Apakah betul negara a.k.a pemerintahan sekarang telah dengan betul dan benar “mentafsirkan” Pancasila pada realitas kehidupan berbangsa dan bernegara ?? Fakta telah menyuguhkan bahwa keadaan bangsa Indonesia dalam titik  “collapsed state” yang ditandai antara lain: kegagalan negara menyediakan public goods terutama di luar Jawa. Banyak sekolah seperti kandang sapi, tidak ada jalan raya—kalau ada berlubang-lubang, rumah sakit jauh dari masyarakat miskin pedesaan, air bersih sulit dipenuhi, minyak tanah susah dicari, dan sebagainya. Collapsed state juga ditandai dengan gagalnya negara menegakkan supremasi hukum. Mafia hukum justru merajalela sehingga hukum hanya berlaku bagi koruptor pinggiran, bukan pada koruptor kelas kakap. Semua itu memperlihatkan sikap bangsa yang tidak menghayati nilai-nilai Pancasila. Sikap ini juga tampak pada instrumen regulasi dan kebijakan politik yang bisa memicu disintegrasi bangsa. (sumber)

::::::

*Daftar Tugas*.
(1) Menurut kutipan tentang Pancasila, hukum hanya berlaku bagi siapa?
(2) Tentukan apakah tiap pernyataan berikut sesuai dengan kutipan tentang Pancasila, lalu sertakan kata-kata penentunya dari kutipan itu: (a) banyak sekolah digambarkan seperti kandang sapi; (b) kegagalan menyediakan public goods terutama terjadi di Jawa; (c) mafia hukum disebut telah berkurang.
(3) Teruskan kutipan tentang Pancasila dan keadaan bangsa ini, mulai setelah kalimat terakhirnya.
Baris-baris data di bawah tidak diperlukan.

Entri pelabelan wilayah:

::::::

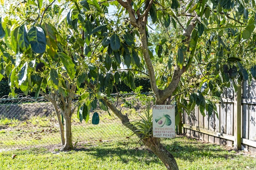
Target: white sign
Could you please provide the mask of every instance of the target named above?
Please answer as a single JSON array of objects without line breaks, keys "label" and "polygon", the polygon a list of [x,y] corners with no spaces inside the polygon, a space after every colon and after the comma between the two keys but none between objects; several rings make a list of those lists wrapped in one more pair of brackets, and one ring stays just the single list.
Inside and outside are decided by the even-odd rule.
[{"label": "white sign", "polygon": [[174,105],[153,106],[153,136],[175,137],[175,107]]}]

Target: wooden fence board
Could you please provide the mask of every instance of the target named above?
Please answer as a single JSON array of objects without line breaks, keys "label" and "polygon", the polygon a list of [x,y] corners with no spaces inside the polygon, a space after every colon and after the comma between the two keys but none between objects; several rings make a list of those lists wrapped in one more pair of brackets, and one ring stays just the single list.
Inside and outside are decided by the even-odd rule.
[{"label": "wooden fence board", "polygon": [[249,111],[249,139],[256,141],[256,112],[255,106],[250,105]]},{"label": "wooden fence board", "polygon": [[[209,116],[208,116],[208,113],[206,113],[205,117],[204,119],[204,129],[205,129],[209,130]],[[206,142],[209,141],[209,135],[204,134],[204,140]]]},{"label": "wooden fence board", "polygon": [[[227,104],[227,117],[226,119],[226,134],[227,135],[233,135],[233,111],[234,105],[231,104]],[[226,145],[228,146],[232,146],[233,145],[233,142],[228,141],[226,142]]]},{"label": "wooden fence board", "polygon": [[[219,116],[220,113],[220,107],[219,104],[216,104],[217,108],[217,114],[214,113],[214,122],[215,123],[215,129],[214,131],[216,132],[220,132],[220,126]],[[220,138],[215,137],[214,138],[214,143],[219,145],[220,144]]]},{"label": "wooden fence board", "polygon": [[[220,133],[226,133],[226,104],[222,104],[221,107],[220,108]],[[226,140],[223,139],[220,139],[220,144],[226,145]]]},{"label": "wooden fence board", "polygon": [[[196,109],[197,109],[198,111],[198,107]],[[200,112],[198,115],[198,126],[200,128],[203,128],[204,122],[204,119],[205,119],[205,117],[202,115],[199,111],[198,111],[198,112]],[[199,136],[199,138],[201,140],[204,140],[204,134],[201,132],[199,132],[198,135]]]},{"label": "wooden fence board", "polygon": [[206,111],[204,117],[198,107],[194,114],[186,115],[182,126],[188,135],[218,144],[234,144],[238,149],[242,142],[242,148],[256,151],[256,80],[250,85],[244,82],[242,86],[242,93],[235,94],[232,88],[223,89],[218,116],[214,113],[209,117]]}]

::::::

*Jawaban*.
(1) Hukum hanya berlaku bagi koruptor pinggiran, bukan pada koruptor kelas kakap.

(2)
(a) Ya: "Banyak sekolah seperti kandang sapi"
(b) Tidak: "terutama di luar Jawa"
(c) Tidak: "Mafia hukum justru merajalela"

(3)
Dari Ideologi ke Idea (Gagasan)

Ideologi adalah sekumpulan ide yang merefleksikan kebutuhan sosial dan aspirasi seseorang, kelompok, golongan, maupun kebudayaan. Nama ideologi berasal dari kata ideas dan logos. Idea berarti gagasan, konsep, sedangkan logos berarti ilmu. Pengertian ideologi secara umum adalah sekumpulan ide, gagasan, keyakinan, kepercayaan yang menyeluruh dan sistematis dalam bidang politik, ekonomi, sosial, budaya dan keagamaan.

Mencuplik Quote “Orang muda menjadi menarik itu ketika membawa ide baru, gagasan baru, inspirasi baru dan membawa perubahan yang sifatnya positif” , yang disampaikan Bung Anies Baswedan dalam “Sang Pendobrak” pantasnya memberikan sebuah keberanian bagi kaum muda untuk mengali ide-ide baru, gagasan-gagasan baru dan ispirasi-inspirasi baru. Idea-idea yang lahir dari berpikir outside the box.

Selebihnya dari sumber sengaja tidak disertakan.